The task: Locate each line in the records that contains the word "pixel" with matching case, and copy those lines out in full.

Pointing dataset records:
---*---

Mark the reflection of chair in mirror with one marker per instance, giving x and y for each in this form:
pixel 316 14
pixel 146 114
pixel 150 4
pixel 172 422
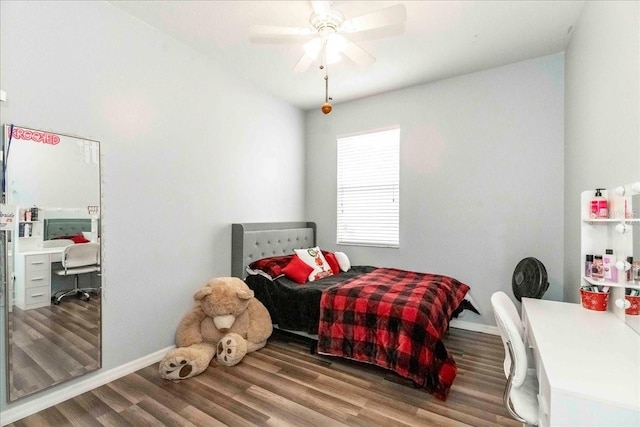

---*---

Response:
pixel 316 14
pixel 146 114
pixel 150 4
pixel 172 422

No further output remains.